=== SUPPLIED ENTRIES ===

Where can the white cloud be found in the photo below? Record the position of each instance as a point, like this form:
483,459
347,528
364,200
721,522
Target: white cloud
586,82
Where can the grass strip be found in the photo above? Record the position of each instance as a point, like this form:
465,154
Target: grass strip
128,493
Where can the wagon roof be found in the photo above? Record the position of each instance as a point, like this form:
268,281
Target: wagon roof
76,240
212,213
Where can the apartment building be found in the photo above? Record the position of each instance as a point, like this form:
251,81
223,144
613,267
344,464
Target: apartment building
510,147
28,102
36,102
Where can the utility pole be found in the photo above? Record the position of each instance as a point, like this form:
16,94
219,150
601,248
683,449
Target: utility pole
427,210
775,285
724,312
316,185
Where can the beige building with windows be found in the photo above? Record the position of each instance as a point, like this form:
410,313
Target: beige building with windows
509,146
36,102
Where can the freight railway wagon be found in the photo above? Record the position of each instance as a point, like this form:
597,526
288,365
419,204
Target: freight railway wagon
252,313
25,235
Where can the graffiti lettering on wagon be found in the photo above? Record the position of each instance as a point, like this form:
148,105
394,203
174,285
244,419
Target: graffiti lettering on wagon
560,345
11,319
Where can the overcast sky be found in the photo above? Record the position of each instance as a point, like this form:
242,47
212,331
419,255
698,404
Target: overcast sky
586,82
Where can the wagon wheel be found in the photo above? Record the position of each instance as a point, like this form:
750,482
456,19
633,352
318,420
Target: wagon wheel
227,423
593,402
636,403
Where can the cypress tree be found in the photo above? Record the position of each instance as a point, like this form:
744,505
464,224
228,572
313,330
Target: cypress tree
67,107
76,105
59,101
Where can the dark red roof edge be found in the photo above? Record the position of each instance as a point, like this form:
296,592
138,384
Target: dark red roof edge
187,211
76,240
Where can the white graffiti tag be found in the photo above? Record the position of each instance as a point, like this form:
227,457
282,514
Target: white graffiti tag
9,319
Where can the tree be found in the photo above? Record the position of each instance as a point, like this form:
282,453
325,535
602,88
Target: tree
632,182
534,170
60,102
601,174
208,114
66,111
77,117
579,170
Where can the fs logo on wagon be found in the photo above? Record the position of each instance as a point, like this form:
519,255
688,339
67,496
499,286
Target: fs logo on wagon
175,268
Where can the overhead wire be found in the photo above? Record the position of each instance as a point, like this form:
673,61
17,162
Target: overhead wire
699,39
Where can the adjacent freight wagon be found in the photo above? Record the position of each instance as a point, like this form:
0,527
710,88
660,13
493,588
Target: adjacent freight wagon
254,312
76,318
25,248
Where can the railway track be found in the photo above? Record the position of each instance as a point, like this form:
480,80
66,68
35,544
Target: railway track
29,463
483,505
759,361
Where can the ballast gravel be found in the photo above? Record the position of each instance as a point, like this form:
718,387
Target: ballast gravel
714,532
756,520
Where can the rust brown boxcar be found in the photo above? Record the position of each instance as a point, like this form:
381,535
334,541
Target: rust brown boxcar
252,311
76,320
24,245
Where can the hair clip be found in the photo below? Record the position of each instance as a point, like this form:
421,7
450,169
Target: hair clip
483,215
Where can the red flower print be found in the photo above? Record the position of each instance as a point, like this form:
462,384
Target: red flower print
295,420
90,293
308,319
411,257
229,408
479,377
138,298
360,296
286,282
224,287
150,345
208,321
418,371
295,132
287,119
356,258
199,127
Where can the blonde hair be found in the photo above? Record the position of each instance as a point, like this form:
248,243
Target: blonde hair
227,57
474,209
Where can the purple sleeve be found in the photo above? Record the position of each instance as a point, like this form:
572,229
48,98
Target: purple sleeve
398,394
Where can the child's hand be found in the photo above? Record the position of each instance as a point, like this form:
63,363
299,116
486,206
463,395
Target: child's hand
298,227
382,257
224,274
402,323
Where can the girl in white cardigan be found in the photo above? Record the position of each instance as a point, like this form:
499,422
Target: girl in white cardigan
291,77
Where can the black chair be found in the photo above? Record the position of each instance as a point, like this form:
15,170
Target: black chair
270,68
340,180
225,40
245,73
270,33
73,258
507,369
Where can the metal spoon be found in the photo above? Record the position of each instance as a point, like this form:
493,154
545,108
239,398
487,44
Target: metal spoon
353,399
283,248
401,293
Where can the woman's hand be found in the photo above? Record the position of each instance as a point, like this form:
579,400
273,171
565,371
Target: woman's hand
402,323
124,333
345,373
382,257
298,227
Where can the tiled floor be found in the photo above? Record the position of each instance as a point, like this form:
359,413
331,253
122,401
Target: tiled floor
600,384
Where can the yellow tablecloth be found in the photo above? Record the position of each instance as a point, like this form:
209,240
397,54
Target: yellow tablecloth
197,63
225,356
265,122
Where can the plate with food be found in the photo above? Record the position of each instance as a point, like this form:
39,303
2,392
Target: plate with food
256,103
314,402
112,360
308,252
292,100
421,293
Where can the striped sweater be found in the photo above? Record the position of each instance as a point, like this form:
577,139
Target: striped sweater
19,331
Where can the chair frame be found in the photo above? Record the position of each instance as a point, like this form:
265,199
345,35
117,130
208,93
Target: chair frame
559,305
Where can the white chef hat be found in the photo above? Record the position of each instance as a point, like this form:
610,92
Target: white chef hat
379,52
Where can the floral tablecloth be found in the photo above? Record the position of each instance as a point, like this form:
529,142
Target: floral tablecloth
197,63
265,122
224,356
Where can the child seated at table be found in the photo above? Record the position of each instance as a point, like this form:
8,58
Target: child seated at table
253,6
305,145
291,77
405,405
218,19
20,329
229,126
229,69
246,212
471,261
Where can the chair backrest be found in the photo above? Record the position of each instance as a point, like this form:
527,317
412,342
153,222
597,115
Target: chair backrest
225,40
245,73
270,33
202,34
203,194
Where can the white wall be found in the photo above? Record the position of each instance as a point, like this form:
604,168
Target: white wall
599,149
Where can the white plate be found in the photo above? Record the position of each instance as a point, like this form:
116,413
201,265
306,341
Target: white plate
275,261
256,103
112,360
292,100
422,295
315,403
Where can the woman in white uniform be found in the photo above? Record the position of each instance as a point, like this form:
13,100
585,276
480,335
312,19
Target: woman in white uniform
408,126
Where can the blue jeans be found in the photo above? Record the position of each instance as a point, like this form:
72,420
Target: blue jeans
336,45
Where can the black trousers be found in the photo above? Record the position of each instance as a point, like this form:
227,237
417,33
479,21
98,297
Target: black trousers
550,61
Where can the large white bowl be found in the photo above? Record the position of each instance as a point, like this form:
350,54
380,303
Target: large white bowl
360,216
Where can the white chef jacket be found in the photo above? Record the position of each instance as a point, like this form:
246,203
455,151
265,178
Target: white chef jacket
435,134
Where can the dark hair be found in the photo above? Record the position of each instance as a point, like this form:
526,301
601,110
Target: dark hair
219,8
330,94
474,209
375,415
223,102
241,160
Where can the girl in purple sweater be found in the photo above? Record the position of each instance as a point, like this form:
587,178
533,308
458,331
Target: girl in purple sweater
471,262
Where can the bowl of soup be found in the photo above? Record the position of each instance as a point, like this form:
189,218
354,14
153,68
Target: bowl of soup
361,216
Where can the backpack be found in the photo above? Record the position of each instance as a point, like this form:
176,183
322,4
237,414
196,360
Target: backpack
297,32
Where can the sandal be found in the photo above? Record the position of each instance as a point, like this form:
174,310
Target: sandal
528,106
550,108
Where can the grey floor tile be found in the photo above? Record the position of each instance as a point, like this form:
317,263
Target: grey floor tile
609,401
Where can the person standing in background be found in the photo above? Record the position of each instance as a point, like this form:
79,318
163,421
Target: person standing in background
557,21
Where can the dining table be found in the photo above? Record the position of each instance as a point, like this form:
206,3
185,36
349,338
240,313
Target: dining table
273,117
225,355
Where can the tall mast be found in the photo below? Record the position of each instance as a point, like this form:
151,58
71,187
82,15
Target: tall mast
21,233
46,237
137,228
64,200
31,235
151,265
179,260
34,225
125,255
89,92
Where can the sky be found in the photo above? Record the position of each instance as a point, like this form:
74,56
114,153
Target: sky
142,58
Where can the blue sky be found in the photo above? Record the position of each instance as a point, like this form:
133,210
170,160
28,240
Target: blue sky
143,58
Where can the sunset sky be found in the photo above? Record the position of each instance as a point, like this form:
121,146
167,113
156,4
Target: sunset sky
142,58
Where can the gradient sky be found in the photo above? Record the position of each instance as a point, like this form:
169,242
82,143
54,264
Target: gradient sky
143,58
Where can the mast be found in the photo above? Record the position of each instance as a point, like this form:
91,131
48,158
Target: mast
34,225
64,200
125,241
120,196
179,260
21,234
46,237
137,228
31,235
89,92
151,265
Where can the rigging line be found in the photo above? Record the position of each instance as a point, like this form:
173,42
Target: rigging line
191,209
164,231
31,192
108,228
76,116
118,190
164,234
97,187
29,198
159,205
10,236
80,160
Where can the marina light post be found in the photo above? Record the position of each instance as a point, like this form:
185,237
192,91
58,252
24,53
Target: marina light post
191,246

===

ACTIVITY:
Among the records, find each line where the word "below" occurs, and copy it.

OUTPUT:
Where can the white cloud be found in the photo below? Record the position of each instance as a point, like this form:
Where can the hair clip be found in the photo below? Record the position of each instance as a point, like this form:
Where can the tall mast be found in the photo below? Record the position of each instance as a point, like this form:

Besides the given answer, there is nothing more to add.